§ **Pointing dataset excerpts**
....
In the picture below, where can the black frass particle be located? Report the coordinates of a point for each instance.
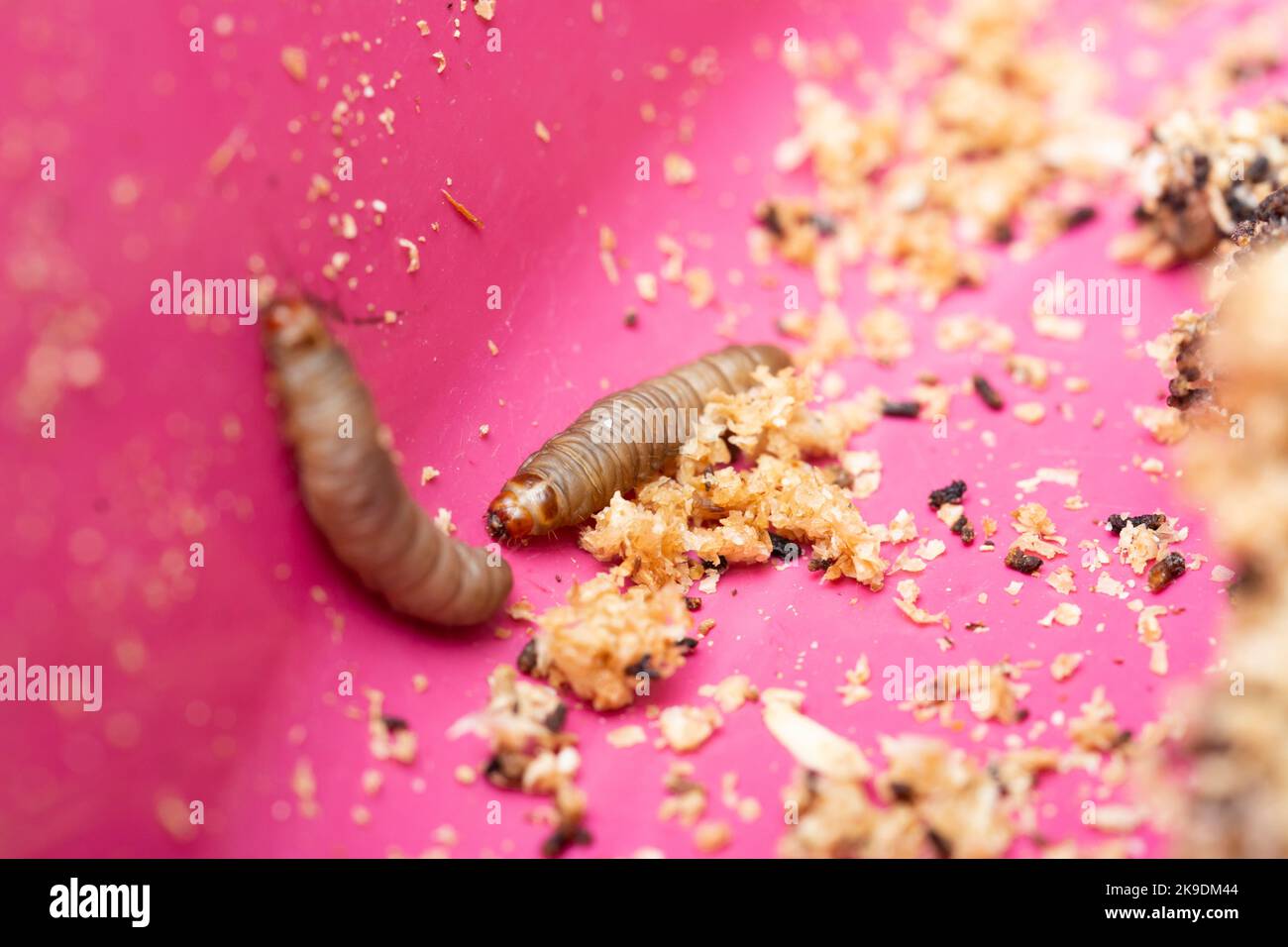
(1022, 562)
(527, 661)
(953, 492)
(557, 718)
(1150, 521)
(782, 547)
(643, 667)
(901, 408)
(987, 393)
(1166, 571)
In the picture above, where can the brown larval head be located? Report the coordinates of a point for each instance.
(292, 324)
(524, 506)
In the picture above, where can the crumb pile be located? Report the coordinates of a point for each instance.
(1181, 352)
(1235, 763)
(523, 724)
(692, 525)
(999, 115)
(605, 643)
(1199, 178)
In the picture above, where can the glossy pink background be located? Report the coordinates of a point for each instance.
(233, 657)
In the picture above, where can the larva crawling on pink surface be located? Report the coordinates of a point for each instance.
(617, 442)
(353, 491)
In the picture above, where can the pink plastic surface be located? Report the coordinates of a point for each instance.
(219, 680)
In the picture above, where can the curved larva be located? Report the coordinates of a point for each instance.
(576, 474)
(353, 491)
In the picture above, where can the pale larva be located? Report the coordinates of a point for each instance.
(353, 491)
(617, 442)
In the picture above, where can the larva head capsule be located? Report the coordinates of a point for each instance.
(524, 506)
(292, 325)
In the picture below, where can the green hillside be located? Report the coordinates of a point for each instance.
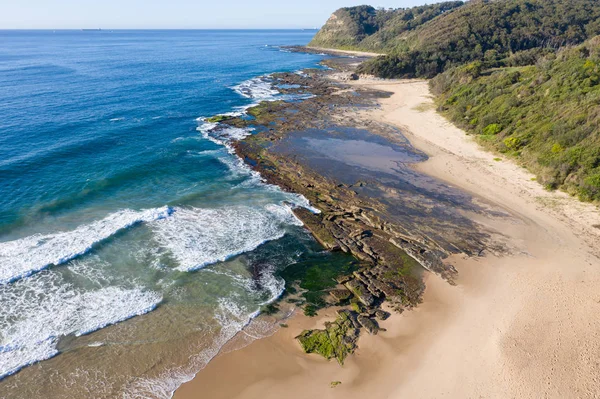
(369, 29)
(425, 41)
(546, 115)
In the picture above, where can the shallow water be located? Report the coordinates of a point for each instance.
(376, 167)
(132, 244)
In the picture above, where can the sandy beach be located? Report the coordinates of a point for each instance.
(518, 326)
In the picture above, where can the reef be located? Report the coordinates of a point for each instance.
(394, 221)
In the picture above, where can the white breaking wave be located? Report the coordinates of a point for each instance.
(45, 307)
(26, 256)
(233, 317)
(260, 88)
(200, 237)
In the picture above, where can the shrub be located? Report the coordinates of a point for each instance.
(492, 129)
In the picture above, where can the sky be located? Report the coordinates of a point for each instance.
(176, 14)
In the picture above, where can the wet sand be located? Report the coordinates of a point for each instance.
(518, 326)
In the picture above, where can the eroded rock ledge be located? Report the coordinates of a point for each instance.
(359, 217)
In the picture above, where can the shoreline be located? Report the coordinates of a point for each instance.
(487, 320)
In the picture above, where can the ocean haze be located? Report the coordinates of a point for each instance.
(176, 14)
....
§ **Direction**
Rescale the items from the line containing "In the picture above, where can the sky" through the end. Copy each request line unchanged, and multiply every point coordinate in the answers by 0.65, rounding to whole numbers with halves going up.

§ **Solved problem**
In the picture above, where can the sky be located? Report the coordinates of a point for each instance.
(114, 9)
In the picture above, where can the wet sand be located? Report the coordinates of a point for each instance.
(337, 212)
In the picture above, where can the eroded rock ledge be located? Report the coordinates of a point for each instance.
(233, 141)
In the picture above, where can the shoreline be located? Report the coordinates of a point for each instance.
(317, 208)
In the picture above, where can the ocean haze be located? Report the coordinates of a point for each instance.
(114, 9)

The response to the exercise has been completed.